Begin

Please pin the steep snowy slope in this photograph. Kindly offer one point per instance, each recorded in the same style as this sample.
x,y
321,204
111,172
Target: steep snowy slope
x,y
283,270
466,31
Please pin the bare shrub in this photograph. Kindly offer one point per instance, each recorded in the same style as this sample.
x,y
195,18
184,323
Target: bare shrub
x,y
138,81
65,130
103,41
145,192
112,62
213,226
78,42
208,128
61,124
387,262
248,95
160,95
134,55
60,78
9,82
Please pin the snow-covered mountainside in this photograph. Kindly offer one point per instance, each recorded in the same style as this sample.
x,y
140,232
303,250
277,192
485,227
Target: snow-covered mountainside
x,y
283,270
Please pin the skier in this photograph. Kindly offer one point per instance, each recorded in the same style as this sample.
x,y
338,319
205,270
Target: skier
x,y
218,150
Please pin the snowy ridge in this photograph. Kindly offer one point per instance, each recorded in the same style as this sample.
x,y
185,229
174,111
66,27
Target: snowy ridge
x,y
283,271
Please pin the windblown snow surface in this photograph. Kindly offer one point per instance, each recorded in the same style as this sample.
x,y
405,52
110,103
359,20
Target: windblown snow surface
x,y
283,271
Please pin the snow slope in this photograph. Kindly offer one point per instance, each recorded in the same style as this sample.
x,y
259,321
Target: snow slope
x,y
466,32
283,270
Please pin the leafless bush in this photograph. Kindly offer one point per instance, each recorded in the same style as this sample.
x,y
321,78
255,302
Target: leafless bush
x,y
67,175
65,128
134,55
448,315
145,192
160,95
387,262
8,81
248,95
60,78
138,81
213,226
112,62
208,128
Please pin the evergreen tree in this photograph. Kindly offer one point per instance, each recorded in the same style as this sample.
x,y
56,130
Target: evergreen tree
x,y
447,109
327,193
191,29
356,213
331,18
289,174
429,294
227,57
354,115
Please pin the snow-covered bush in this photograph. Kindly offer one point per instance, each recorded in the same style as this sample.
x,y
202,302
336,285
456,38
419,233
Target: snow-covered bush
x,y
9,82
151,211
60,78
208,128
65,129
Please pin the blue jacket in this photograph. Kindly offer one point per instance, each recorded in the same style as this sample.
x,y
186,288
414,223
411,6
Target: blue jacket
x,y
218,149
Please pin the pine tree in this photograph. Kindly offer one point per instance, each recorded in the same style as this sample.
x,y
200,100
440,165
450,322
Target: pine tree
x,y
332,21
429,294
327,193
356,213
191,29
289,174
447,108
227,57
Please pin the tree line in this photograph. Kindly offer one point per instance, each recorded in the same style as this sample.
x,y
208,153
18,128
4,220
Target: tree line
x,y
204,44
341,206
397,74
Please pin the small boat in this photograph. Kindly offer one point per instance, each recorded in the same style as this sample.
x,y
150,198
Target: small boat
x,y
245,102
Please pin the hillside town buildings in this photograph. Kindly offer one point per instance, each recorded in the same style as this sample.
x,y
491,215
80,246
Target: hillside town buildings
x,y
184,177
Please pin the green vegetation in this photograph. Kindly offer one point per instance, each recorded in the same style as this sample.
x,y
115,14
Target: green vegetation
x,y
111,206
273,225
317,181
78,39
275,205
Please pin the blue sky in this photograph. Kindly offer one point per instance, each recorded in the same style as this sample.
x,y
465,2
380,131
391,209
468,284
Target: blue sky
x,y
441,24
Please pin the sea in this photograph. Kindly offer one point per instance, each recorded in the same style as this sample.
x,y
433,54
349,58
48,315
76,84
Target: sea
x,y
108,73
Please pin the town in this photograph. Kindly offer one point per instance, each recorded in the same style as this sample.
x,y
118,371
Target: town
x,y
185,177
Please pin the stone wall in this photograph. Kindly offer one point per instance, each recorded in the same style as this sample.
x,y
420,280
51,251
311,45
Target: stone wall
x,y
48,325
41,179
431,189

End

*INSTRUCTIONS FOR THE TASK:* Copy out each line exactly.

*SOLUTION BELOW:*
Please pin the steep snowy slope in this photograph. Kindly offer one point per instance, each recorded in the same style as this sample.
x,y
321,204
111,172
Target: steep snowy slope
x,y
283,270
466,31
Please pin the bare shrub in this photograph. Kindly offer one point per instance, each recorded in the same style as this sample.
x,y
195,18
184,323
Target: bare shrub
x,y
138,81
65,130
103,41
145,192
112,62
213,226
78,42
208,128
61,124
387,262
248,95
160,95
134,55
60,78
9,82
Please pin the snow-covered mountainside in this photograph. Kindly offer one point per instance, each recorded in the same style as this sample.
x,y
140,232
303,250
277,192
485,227
Target: snow-covered mountainside
x,y
283,270
Please pin the skier in this photograph. Kindly offer one point per instance, each recorded in the same style as this sample.
x,y
338,319
205,270
Target: skier
x,y
218,150
Please pin the snowy ridge in this photograph. Kindly offer one point per instance, each recorded in the same style as this sample.
x,y
185,229
174,111
66,27
Target: snowy ridge
x,y
283,271
Please pin the windblown snow surface in this photograph. Kindly offer one point per instance, each recorded in the same style as this sample.
x,y
405,52
110,103
359,20
Target: windblown snow surface
x,y
283,271
Please pin the snow slope in this photograph. Kindly offer one point per instance, each recorded in the same style as this sample.
x,y
259,321
Target: snow slope
x,y
466,32
283,270
Please pin the leafless bush in this photograph. Kindly offer one point per instance, each recorded in the same style as this sample.
x,y
321,78
255,302
Target: leafless bush
x,y
67,175
65,128
134,55
448,315
145,192
160,95
387,262
8,81
248,95
60,78
138,81
213,226
112,62
208,128
Please pin the evergreen tree in this photograph. Kindly offer one point per instance, each recorded in the same style as this sample.
x,y
56,130
Target: evergreen tree
x,y
447,109
327,193
191,29
356,213
331,18
289,174
429,294
227,57
354,115
Please pin the snow-covered bush in this photograph. Kindly offer one point per instance, each recorded in the same style as this sample.
x,y
202,302
336,285
456,38
419,233
Target: snow-covered bush
x,y
9,82
151,211
60,78
208,128
65,129
Please pin the blue jacket in this photograph. Kindly offer one point per instance, each recorded in the same style as this sample.
x,y
186,288
414,223
411,6
Target: blue jacket
x,y
218,149
Please pin the pine tree in this photograph. Kindly offer one point per instance, each recorded in the same style as this sample.
x,y
200,100
440,165
450,322
Target: pine tree
x,y
332,21
429,294
327,193
356,213
191,29
289,174
447,108
227,57
Please pin the tree line in this photograph. Kindly offer one point per instance, each recorded in the same style as this sample.
x,y
208,153
18,128
4,220
Target: tree line
x,y
204,44
341,206
397,74
Please pin the small boat in this photograph. Kindly offer one point per instance, each recorded in the same style as this sample.
x,y
150,198
Target: small boat
x,y
245,102
Please pin the hillside town buildings in this photograph. Kindly offer one point per instance, each recorded in the same style as this sample.
x,y
491,215
80,246
Target: hillside town buildings
x,y
184,177
Please pin the green vegetation in this photograph. Kindly offer one point per instance, each recorded in the same style as this sample.
x,y
115,14
Target: green vegetation
x,y
111,206
273,225
317,181
78,39
275,205
Please pin the blue sky in this photograph. Kindly offer one point per instance, each recorded in the same style as this sample.
x,y
465,2
380,131
391,209
468,284
Target: blue sky
x,y
441,24
Please pin the sea in this photograph. Kindly offer one point per instance, each recorded in the same style as this sample.
x,y
433,54
349,58
48,315
76,84
Target: sea
x,y
108,73
Please pin the town in this photograph. Kindly offer one point per instance, each recorded in the same style as this sample.
x,y
118,371
Target: town
x,y
185,177
Please pin the stone wall in this photograph. Kindly offer one point per instance, each recorded in the same style as this sample.
x,y
420,280
51,251
311,45
Target: stone wall
x,y
48,325
41,179
431,189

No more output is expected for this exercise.